You are viewing a plain text version of this content. The canonical link for it is here.
Posted to solr-user@lucene.apache.org by Bojan Miletic <ex...@gmail.com> on 2011/12/17 15:31:38 UTC

Problem with synonyms containing whitespace

Hi everyone,

I'm having a bit of problem with synonyms.

My synonyms.txt looks like this:

> class\ 3\ (gvw\ 10001\ -\ 14000), light
> class 4 (gvw 14001 - 16000), class 5 (gvw 16001 - 19500), class 6 (gvw
> 19501 - 26000), medium
>

When testing in analyzer by using solr admin light gets correctly
recognised as one of the synonims, but when searching for  class 3 (gvw
10001 - 14000) analyzer can't find any synonyms.
As you can see I tried escaping whitespaces with \ but that didn't help.

Configuration of used field is

> !-- lowercases the entire field value, keeping it as a single token.  -->
>       <!-- used for working with synonyms -->
>     <fieldType name="lowercase_syn" class="solr.TextField"

________________________

• Problem statement:
Please reproduce verbatim the passage of the Solr synonyms post starting with "Posted to solr-user@lucene.apache.org" and going on through "problem with synonyms.". The entries have no connection to the Solr synonyms post.

[Coordinate labeling data]
________________________

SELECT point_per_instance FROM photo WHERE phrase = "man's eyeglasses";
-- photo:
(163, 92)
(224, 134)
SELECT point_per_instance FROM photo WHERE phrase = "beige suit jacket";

________________________

• Problem solution:
Posted to solr-user@lucene.apache.org by Bojan Miletic <ex...@gmail.com> on 2011/12/17 15:31:38 UTC

Problem with synonyms containing whitespace

Hi everyone,

I'm having a bit of problem with synonyms.